Please pull out every line of the listing that contains the string "image". Case counts.

• [Records shown]
——————————

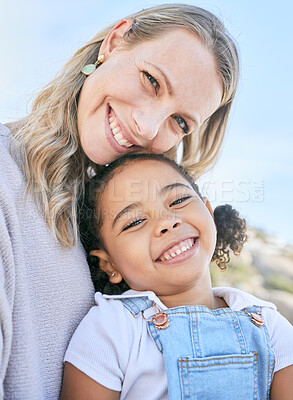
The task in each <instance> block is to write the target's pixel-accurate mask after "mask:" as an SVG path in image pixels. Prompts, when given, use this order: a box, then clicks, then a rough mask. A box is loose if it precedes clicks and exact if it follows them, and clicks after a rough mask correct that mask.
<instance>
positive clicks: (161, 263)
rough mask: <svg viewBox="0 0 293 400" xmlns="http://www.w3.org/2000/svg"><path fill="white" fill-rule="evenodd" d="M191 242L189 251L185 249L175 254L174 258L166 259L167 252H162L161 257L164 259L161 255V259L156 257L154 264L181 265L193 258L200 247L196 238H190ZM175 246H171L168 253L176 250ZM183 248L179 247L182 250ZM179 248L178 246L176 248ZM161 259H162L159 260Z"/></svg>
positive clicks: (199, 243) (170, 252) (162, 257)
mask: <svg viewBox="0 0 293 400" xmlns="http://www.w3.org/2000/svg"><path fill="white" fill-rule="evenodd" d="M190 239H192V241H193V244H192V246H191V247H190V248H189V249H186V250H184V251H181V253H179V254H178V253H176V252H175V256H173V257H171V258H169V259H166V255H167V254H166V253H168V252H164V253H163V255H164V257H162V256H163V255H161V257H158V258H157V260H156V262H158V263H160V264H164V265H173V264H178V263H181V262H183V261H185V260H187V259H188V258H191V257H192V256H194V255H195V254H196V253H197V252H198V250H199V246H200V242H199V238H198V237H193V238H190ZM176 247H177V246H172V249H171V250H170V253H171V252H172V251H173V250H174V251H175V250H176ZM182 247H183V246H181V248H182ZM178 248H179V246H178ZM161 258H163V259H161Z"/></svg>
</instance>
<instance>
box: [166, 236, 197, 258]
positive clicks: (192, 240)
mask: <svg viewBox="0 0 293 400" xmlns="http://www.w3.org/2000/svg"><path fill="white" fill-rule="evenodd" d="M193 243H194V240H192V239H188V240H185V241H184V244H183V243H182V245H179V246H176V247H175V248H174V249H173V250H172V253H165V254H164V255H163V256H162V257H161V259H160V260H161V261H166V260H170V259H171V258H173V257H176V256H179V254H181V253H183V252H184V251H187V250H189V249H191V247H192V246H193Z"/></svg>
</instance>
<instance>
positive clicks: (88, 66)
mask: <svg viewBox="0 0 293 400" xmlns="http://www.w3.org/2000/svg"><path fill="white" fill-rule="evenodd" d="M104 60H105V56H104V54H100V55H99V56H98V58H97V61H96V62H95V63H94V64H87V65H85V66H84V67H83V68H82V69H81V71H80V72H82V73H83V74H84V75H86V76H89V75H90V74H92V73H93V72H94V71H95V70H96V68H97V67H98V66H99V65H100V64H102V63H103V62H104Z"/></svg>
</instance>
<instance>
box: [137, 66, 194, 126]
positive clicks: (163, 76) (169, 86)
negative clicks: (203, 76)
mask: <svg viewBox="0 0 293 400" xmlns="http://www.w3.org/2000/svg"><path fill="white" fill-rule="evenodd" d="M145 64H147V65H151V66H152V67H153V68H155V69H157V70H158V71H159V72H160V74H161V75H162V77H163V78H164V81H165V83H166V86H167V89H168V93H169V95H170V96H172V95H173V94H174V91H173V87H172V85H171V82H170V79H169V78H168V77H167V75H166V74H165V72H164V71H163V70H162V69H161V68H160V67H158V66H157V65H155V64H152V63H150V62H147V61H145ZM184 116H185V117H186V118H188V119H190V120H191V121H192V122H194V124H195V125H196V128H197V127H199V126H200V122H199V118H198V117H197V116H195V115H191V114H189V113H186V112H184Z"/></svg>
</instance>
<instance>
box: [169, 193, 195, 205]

——————————

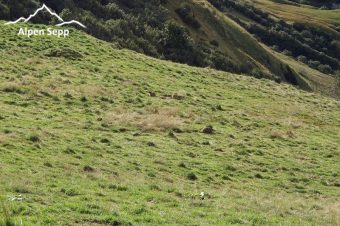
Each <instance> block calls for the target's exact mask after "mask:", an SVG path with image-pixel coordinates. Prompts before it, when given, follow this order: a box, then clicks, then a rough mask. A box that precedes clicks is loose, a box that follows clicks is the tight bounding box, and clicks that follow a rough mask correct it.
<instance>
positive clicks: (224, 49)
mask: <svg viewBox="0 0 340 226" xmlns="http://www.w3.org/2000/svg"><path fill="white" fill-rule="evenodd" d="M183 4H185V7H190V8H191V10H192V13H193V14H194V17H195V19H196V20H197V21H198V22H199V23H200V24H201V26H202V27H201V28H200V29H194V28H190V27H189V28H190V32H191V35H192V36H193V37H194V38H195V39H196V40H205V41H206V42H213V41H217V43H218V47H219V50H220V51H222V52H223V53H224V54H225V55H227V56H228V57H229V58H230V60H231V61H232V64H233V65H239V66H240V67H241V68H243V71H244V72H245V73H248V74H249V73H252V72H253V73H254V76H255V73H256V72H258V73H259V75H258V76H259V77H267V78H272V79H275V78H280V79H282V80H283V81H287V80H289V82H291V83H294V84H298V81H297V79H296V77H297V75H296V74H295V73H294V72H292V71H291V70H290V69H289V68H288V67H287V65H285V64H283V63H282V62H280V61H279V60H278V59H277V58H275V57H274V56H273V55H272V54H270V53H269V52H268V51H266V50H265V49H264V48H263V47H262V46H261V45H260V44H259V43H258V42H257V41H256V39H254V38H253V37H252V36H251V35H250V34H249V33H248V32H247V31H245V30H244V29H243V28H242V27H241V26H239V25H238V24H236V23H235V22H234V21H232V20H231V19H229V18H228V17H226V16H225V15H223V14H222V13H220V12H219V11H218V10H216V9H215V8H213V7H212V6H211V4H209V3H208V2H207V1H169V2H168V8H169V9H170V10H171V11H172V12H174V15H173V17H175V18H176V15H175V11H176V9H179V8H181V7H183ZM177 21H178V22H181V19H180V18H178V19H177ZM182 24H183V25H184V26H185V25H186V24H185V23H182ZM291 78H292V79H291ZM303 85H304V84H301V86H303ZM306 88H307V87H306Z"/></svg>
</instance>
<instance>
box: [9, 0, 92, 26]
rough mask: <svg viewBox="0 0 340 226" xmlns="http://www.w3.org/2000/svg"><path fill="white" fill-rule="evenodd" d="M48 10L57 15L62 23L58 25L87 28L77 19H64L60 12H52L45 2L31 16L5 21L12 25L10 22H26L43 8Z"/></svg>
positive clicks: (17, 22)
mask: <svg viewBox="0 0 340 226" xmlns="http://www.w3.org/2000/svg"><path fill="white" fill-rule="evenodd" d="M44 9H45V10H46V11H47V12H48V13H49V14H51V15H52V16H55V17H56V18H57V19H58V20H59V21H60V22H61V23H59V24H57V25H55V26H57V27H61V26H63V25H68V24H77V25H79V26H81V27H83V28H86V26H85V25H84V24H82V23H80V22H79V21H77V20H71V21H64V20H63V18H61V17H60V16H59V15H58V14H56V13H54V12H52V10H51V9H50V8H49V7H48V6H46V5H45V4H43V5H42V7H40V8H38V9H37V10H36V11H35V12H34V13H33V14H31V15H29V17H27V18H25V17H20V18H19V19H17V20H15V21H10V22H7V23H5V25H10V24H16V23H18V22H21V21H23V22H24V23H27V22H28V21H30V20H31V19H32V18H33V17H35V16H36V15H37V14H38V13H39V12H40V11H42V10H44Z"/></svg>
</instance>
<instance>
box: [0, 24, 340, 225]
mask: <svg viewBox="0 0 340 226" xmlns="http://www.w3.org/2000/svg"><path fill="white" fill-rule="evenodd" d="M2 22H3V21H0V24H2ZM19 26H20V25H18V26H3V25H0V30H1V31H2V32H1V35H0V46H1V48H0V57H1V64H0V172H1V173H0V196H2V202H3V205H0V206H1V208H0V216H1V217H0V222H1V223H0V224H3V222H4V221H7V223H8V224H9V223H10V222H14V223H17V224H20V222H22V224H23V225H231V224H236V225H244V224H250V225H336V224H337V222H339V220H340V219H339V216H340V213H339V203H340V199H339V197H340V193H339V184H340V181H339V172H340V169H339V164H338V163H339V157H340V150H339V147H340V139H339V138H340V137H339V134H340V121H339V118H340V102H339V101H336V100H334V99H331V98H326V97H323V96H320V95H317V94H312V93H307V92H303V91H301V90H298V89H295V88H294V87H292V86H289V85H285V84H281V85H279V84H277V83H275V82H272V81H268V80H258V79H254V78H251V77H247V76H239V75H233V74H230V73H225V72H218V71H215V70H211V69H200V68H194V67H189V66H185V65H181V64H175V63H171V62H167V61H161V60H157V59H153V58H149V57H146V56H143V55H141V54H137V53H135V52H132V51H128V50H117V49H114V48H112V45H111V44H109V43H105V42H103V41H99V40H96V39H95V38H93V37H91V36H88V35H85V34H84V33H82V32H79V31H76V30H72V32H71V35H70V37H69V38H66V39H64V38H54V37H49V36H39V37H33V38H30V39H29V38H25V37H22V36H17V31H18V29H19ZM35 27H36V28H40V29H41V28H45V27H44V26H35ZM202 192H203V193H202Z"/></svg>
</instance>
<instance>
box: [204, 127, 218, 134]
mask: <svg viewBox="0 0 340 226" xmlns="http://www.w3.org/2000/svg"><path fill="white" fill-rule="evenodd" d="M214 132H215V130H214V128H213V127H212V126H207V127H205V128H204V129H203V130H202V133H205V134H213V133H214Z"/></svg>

——————————

• [Answer space]
The task in each <instance> block is to write the target's pixel-accurate mask after "mask:" as an SVG path in image pixels. Prompts, when given, use this order: a box, then clicks, then a rough mask. A box is loose if it precedes clicks and exact if it follows them, and clicks after a rough mask correct that mask.
Each <instance> block calls for the target's exact mask after "mask:", an SVG path with image-pixel coordinates. Prompts before it, when given, follow this order: a box, then clicks, then a rough mask. A box that precedes clicks is loose, a box that follows clicks is the tight bounding box, and clicks that follow a rough mask correct it.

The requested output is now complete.